# Record set:

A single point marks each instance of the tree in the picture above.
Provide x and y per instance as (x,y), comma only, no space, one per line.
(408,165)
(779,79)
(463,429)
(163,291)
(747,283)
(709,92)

# What to work on:
Arrange the lines above as a numbered list, omitting any blank lines.

# Exercise response:
1. A single point marks each instance of the tree in the picture above.
2. Provide x and y per instance as (x,y), comma only, no space, one per line.
3. (408,165)
4. (779,79)
5. (463,429)
6. (163,291)
7. (747,283)
8. (709,92)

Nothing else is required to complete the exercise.